**Work to complete**:
Filter the material below so only the lines containing the string "imari" remain. Matching is case-sensitive.

Coordinate annotation entries
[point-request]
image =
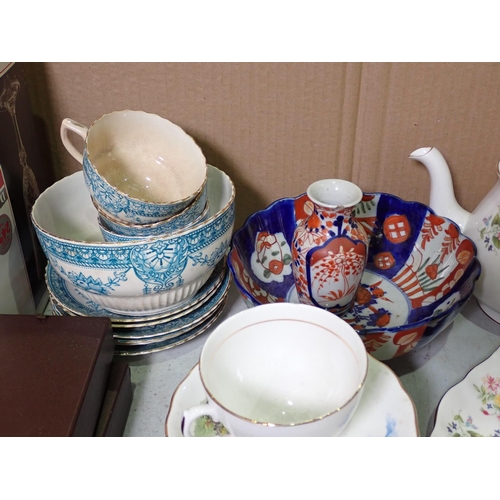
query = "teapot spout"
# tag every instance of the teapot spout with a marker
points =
(442, 198)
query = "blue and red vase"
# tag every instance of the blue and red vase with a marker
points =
(329, 248)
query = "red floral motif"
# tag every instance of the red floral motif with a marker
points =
(270, 254)
(433, 225)
(397, 228)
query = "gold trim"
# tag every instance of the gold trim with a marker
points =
(125, 195)
(271, 424)
(417, 430)
(209, 323)
(174, 394)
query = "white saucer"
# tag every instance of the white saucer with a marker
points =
(385, 408)
(472, 407)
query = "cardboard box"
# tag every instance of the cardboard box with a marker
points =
(277, 127)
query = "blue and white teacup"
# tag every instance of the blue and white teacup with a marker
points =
(187, 217)
(139, 167)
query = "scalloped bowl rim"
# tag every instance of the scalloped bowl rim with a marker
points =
(395, 329)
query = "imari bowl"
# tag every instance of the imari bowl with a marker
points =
(136, 277)
(421, 269)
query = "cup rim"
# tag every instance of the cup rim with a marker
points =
(126, 195)
(150, 225)
(272, 424)
(111, 245)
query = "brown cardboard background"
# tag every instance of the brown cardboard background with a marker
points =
(277, 127)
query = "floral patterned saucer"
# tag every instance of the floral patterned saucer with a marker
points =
(385, 408)
(472, 407)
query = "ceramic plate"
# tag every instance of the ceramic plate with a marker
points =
(68, 299)
(164, 331)
(385, 408)
(472, 407)
(191, 333)
(169, 328)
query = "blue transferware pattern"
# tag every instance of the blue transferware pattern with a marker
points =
(185, 336)
(167, 328)
(172, 328)
(193, 213)
(385, 408)
(124, 207)
(158, 263)
(73, 302)
(421, 270)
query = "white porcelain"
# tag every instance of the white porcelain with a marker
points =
(133, 277)
(139, 167)
(472, 407)
(186, 335)
(281, 370)
(482, 226)
(385, 408)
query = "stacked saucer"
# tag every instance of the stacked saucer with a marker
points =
(137, 335)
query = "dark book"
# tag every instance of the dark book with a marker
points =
(55, 373)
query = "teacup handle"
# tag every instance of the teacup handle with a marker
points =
(69, 124)
(189, 416)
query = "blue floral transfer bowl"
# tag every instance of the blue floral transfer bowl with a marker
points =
(110, 234)
(421, 269)
(132, 277)
(192, 214)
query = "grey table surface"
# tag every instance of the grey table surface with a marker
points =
(426, 373)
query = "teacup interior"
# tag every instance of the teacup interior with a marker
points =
(146, 157)
(283, 372)
(66, 210)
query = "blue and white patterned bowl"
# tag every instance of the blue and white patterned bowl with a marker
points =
(421, 269)
(111, 234)
(139, 167)
(191, 214)
(134, 277)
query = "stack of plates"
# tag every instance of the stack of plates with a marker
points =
(137, 335)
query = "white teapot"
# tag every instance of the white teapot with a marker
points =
(482, 226)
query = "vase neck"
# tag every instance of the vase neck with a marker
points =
(332, 213)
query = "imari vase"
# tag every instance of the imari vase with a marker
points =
(329, 249)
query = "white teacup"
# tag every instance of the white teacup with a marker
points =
(140, 168)
(281, 370)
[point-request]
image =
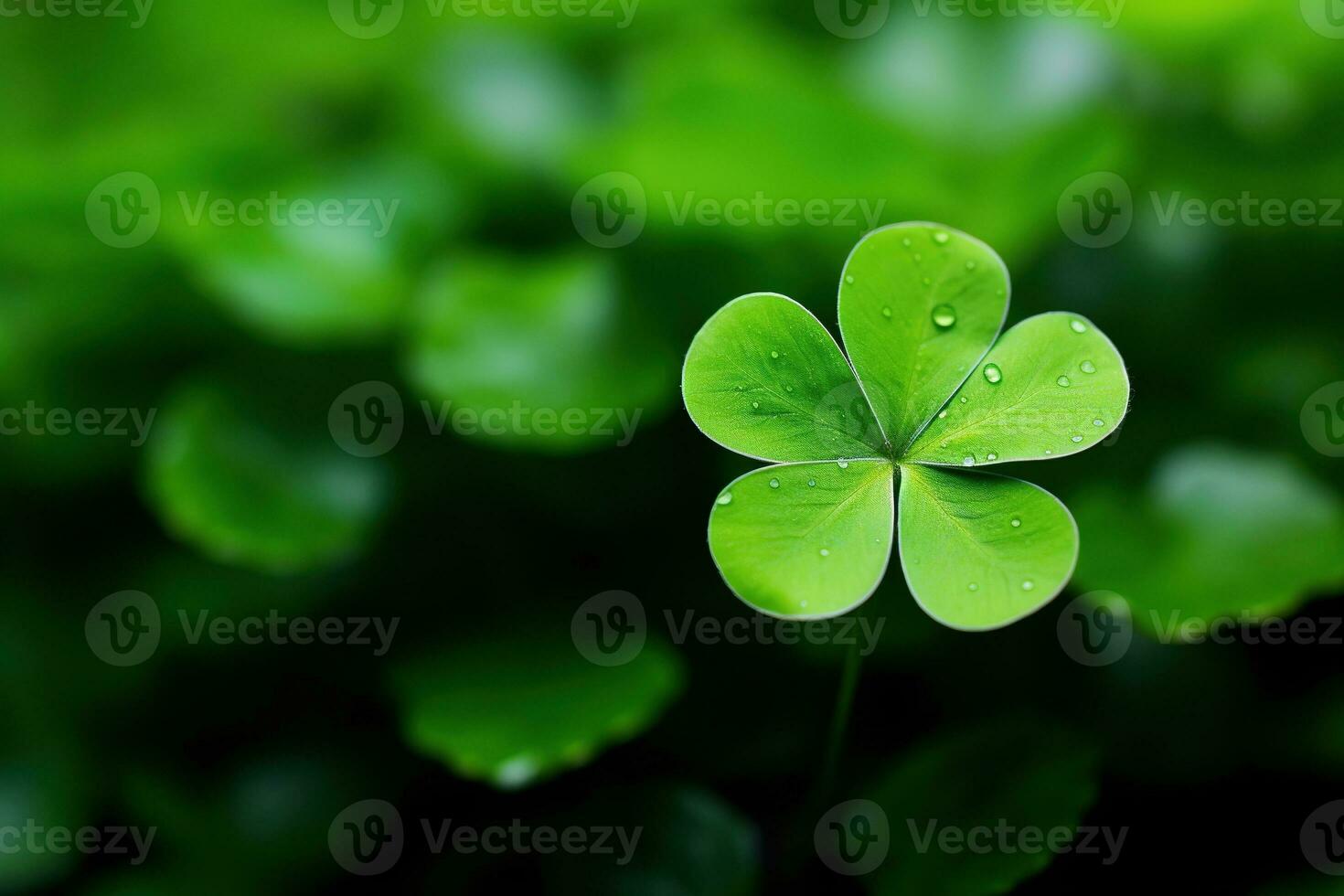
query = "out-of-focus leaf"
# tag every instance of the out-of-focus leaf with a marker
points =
(1221, 532)
(691, 844)
(515, 709)
(543, 355)
(256, 481)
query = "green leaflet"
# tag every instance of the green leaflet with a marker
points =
(920, 305)
(763, 378)
(1221, 532)
(805, 539)
(978, 549)
(1052, 386)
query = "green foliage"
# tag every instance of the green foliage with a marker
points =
(1220, 532)
(548, 707)
(920, 308)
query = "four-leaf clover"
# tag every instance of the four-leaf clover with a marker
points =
(921, 314)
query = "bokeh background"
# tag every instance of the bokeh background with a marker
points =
(500, 139)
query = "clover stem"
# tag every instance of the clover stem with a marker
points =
(839, 720)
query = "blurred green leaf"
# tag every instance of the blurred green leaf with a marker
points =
(1220, 532)
(1015, 773)
(543, 355)
(515, 707)
(234, 475)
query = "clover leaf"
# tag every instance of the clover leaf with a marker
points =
(921, 312)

**Task result**:
query = "imari bowl"
# tag every instance of the imari bowl with a marker
query = "imari vase"
# tag every instance of the imari vase with a marker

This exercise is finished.